Read our full-length interview with Zoe at the bottom of this page....

Zoe F Gilbert

Zoe F Gilbert


Zoe Gilbert writes short stories. She is currently studying for a PhD in Creative Writing at the University of Chichester specialising in folk tales and the fantastic in contemporary short fiction. She lives in London, where she runs one critique group and attends others, as well as co-chairing a short story reading group at The Word Factory. Her stories have won prizes and been published in the US, UK and beyond in journals and anthologies.

Credentials


Zoe F Gilbert in 60 seconds

When did you start writing?

What do you love about short stories?

The challenge of precision writing, the breathtaking effect of so few words when well done.

Do you write in other forms?

Wrote a novel, may do again one day.

What distracts you from writing?

Outside of writing, what are your other passions?

Trees, fungi, folklore.

What is your favourite book?

True History of the Kelly Gang, by Peter Carey, is a great.

Who are your favourite writers?

Angela Carter, Ramona Ausubel and Margo Lanagan.

Where is your dream location?

A treehouse.

What one item would you put into Room 101?

All the litter in the world.

Do you have any advice for new writers?

Write something every morning before life takes over - even if it is only half a sentence.

Work by Zoe F Gilbert:

Salt Stain
Zoe F Gilbert
£0.99 Added
A new lighthouse keeper receives a mysterious visitor.

Latest posts from Zoe F Gilbert...

Zoe F Gilbert has not posted anything yet
 
 

CUT chats with Zoe F Gilbert....

How did you come to be a writer? Was there a key moment that sent you in this direction or do you think it’s something that has always been in you?

I think it was always there, but I was afraid of doing it badly! I started trying to write new folk tales and I got really interested in their structure and form. I think the moment that pushed me to keep going, was when I went on a writing course about rewriting old myths and folktales. I was incredibly nervous but I had one of those moments when someone told me that I could do it and that I should carry on. I’ll be forever grateful for that.

 

And what has led you to focus on short stories?

- _TO BE DONE_:
1: In the Zoe F Gilbert profile, at which university is she studying for her PhD?
2: Carry on the Zoe F Gilbert profile from its final line.
The records are separate material, unrelated to the Zoe F Gilbert profile.

- _DATA ROWS_:

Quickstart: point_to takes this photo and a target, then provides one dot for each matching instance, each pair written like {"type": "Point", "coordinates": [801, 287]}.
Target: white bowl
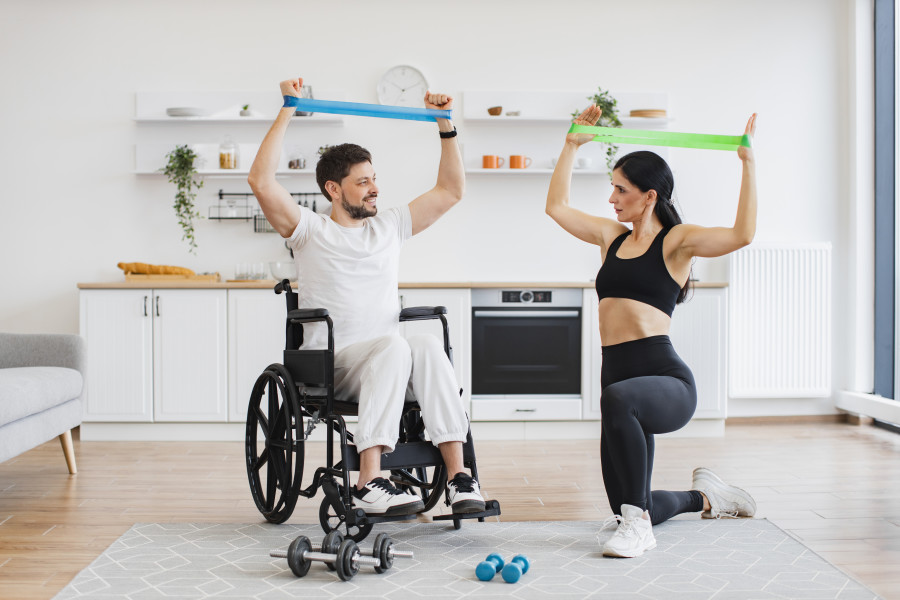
{"type": "Point", "coordinates": [283, 270]}
{"type": "Point", "coordinates": [186, 111]}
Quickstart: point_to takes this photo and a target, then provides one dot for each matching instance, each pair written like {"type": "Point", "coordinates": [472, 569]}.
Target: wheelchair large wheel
{"type": "Point", "coordinates": [274, 455]}
{"type": "Point", "coordinates": [330, 521]}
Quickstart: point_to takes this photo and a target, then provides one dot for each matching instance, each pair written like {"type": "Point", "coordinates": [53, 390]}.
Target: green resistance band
{"type": "Point", "coordinates": [703, 141]}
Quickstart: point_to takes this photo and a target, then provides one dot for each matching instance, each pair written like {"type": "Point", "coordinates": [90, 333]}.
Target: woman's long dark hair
{"type": "Point", "coordinates": [648, 171]}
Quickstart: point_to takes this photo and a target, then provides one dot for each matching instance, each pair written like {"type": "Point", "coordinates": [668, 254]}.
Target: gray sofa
{"type": "Point", "coordinates": [41, 382]}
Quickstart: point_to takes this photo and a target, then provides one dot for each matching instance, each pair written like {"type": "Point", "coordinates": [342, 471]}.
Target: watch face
{"type": "Point", "coordinates": [402, 86]}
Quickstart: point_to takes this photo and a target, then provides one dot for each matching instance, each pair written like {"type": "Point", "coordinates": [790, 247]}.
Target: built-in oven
{"type": "Point", "coordinates": [526, 344]}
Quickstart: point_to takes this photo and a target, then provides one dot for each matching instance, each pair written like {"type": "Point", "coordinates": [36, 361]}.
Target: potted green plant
{"type": "Point", "coordinates": [182, 171]}
{"type": "Point", "coordinates": [609, 118]}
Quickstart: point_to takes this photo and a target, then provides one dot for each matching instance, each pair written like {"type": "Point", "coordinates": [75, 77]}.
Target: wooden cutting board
{"type": "Point", "coordinates": [151, 277]}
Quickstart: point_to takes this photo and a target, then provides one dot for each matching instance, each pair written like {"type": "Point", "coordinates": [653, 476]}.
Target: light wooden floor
{"type": "Point", "coordinates": [834, 486]}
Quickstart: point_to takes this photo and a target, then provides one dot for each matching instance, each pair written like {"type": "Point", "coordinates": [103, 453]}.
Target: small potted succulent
{"type": "Point", "coordinates": [609, 118]}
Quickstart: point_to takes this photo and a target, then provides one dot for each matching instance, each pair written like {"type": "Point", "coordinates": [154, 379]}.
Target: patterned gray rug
{"type": "Point", "coordinates": [694, 559]}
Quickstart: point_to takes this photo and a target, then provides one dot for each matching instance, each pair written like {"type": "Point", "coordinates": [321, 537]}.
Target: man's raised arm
{"type": "Point", "coordinates": [275, 201]}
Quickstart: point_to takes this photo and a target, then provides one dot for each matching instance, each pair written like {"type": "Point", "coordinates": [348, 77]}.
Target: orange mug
{"type": "Point", "coordinates": [491, 161]}
{"type": "Point", "coordinates": [517, 161]}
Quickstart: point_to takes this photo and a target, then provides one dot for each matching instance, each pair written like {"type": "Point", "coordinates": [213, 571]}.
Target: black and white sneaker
{"type": "Point", "coordinates": [380, 498]}
{"type": "Point", "coordinates": [463, 494]}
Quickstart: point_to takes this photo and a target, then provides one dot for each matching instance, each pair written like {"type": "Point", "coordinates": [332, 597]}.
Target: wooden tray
{"type": "Point", "coordinates": [152, 277]}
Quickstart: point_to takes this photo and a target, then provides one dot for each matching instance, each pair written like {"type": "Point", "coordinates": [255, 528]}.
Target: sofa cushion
{"type": "Point", "coordinates": [28, 390]}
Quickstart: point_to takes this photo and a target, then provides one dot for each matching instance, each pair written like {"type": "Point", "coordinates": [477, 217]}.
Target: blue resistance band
{"type": "Point", "coordinates": [367, 110]}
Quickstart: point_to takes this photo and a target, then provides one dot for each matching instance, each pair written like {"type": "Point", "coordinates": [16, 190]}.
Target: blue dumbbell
{"type": "Point", "coordinates": [489, 567]}
{"type": "Point", "coordinates": [517, 567]}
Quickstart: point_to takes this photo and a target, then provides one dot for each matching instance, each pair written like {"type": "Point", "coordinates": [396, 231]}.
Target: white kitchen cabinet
{"type": "Point", "coordinates": [118, 328]}
{"type": "Point", "coordinates": [256, 329]}
{"type": "Point", "coordinates": [189, 355]}
{"type": "Point", "coordinates": [459, 320]}
{"type": "Point", "coordinates": [155, 355]}
{"type": "Point", "coordinates": [698, 333]}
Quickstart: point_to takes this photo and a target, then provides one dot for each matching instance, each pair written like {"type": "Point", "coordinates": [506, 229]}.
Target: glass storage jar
{"type": "Point", "coordinates": [228, 154]}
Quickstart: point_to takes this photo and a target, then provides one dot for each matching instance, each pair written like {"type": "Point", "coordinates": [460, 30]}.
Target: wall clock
{"type": "Point", "coordinates": [402, 86]}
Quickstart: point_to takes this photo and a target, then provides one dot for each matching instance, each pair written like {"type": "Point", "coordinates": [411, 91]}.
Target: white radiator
{"type": "Point", "coordinates": [780, 322]}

- _RESPONSES BY TASK_:
1: The University of Chichester.

2:
I have written a novel and bits of novels but I have ended up focusing on short stories because of the folk tale bent, that shape. Also, quite honestly, I started writing shorter because I was looking to write some stories that I might be able to get published individually. But I got addicted to it, and I’m now part of the way through a creative writing PhD on folk tales and the fantastic in the short story, so it’s become a full-on obsession.

 

What for you are the biggest challenges of writing?

Overcoming the fear of doing it badly is a big one. I imagine it’s a bit like how it is for a visual artist. You have a vision of what you want to represent, but when you execute it, it comes out very inferior to what you had imagined. Trying to find variation in voice is another issue. I’ve put strict constraints on myself with the collection of stories I’ve written as part of my PhD, around the kind of language I am prepared to use, so it’s tricky to create variety within that. Also, one of the hardest things I’ve learned and am still learning is choosing which points to ignore and which points to trust when my work is being critiqued. You have to overcome your own love or hate for your own work and choose what is most useful for improving it.

 

And the biggest joys....?

That first moment when you have a little idea for a story and that vision expands. And the feelings that come when that happens naturally… I think those are great moments. Another one is the feeling when someone responds positively to a story and talks about it in their own words and explains how they’ve interacted with it. That’s a great joy as well.

 

Do you write to music, silence, a personal soundtrack?

I usually write to silence as anything else seems to get in the way, but I do have some instrumental music I sometimes listen to. There’s a cellist called Zoe Keating who plays layered tracks, and there’s something in her music that for me evokes the world that I’ve been writing about in my collection. However, I find music adds so much atmosphere to my mind that I can imagine that it’s there in the writing even when it’s not.

 

Do you schedule time to write or is it more a spontaneous, as and when matter?

I can’t afford to wait and be spontaneous so I schedule time as much as I can. Usually every day. I’m currently balancing my PhD, other bits of creative writing and various teaching ventures as well, so I try and make sure that I go to my notebook and do some writing first thing. That moment, before you’ve had a conversation, before you’ve seen the news, it’s kind of a semi-dream state and you have a blank slate. If I start then, I have a much better chance of being creatively active for the rest of the day.

 

Do you know the ending before you start or does it reveal itself along the way?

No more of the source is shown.